Task objective — Please switch "annotate" to "mark" in the rows from the line with "decking in the photo above." up to and including the last line of the rows, and give back only those lines with nothing else changed. Leave the pictures out of your answer.
# start of Task input
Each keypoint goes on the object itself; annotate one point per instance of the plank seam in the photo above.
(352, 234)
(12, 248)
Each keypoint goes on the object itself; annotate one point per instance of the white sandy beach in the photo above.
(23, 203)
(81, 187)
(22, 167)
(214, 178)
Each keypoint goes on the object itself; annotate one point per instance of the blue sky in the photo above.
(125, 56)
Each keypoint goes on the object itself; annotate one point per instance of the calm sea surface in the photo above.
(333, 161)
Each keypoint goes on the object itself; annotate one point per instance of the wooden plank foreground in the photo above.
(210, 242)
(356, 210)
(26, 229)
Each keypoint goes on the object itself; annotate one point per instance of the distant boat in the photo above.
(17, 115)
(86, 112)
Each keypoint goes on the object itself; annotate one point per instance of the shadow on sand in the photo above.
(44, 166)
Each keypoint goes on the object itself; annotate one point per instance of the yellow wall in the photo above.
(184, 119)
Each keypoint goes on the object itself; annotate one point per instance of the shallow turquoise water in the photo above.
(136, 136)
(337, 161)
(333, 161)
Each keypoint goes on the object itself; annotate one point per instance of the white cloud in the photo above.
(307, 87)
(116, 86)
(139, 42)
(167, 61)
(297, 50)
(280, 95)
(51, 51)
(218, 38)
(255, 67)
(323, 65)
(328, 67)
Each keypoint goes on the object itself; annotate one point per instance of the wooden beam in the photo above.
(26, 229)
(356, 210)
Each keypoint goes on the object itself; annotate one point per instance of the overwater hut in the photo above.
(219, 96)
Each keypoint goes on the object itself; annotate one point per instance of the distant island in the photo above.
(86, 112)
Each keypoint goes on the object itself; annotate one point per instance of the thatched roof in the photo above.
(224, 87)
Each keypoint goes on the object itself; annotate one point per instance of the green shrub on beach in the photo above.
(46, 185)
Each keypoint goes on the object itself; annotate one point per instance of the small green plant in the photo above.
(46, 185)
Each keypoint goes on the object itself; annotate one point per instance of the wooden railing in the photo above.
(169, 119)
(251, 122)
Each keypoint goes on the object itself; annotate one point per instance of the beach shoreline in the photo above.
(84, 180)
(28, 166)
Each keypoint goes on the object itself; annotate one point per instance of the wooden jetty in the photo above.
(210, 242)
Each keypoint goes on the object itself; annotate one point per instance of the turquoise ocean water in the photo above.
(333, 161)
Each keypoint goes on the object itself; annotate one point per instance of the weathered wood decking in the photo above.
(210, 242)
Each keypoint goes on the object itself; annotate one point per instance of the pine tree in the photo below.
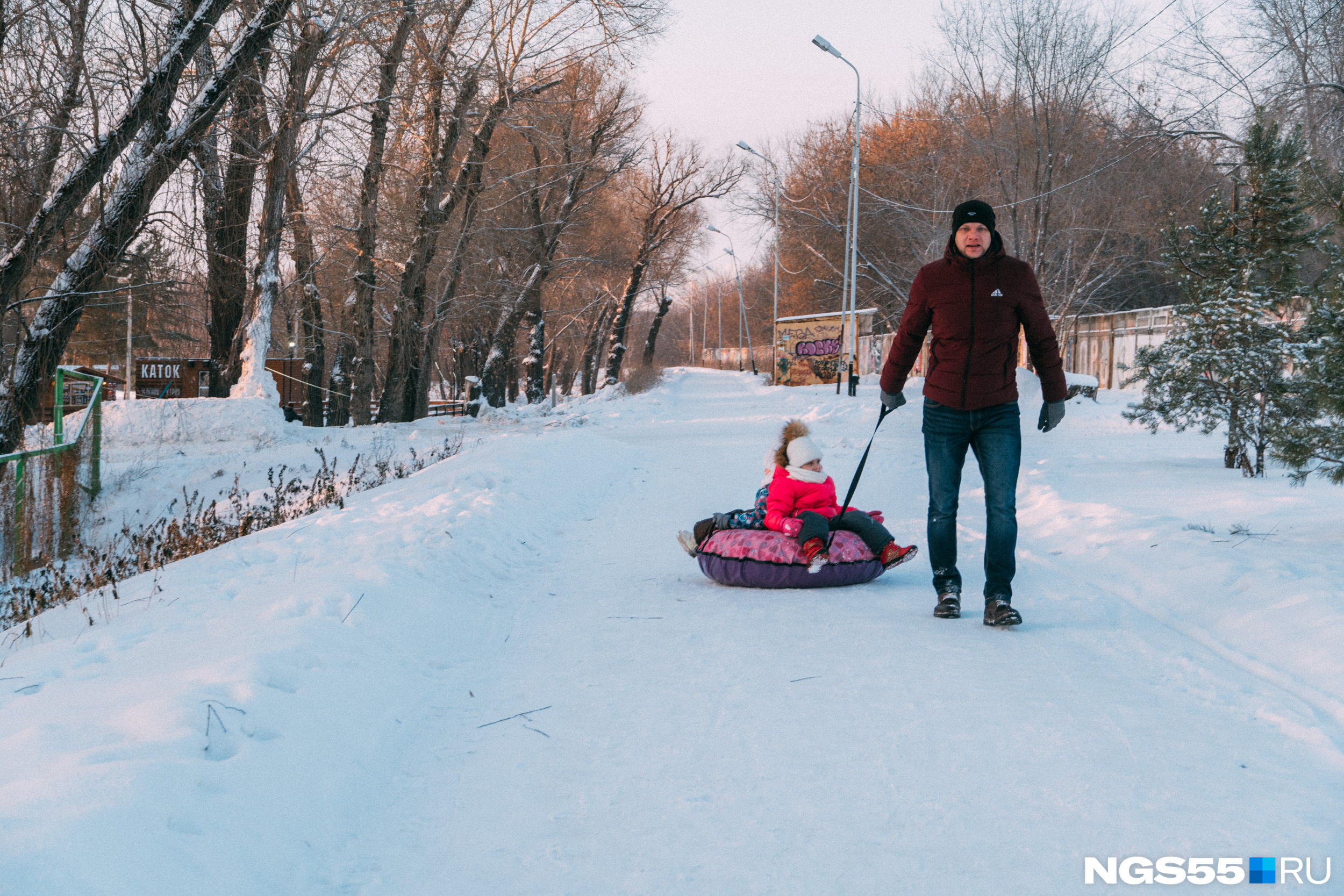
# end of Task input
Expected answer —
Each keypoint goes on the object itself; mark one point per instance of the weathered wood decking in the photo above.
(210, 242)
Each keypoint goes on the object itself; mark one point per instance of the pine tree in the photo below.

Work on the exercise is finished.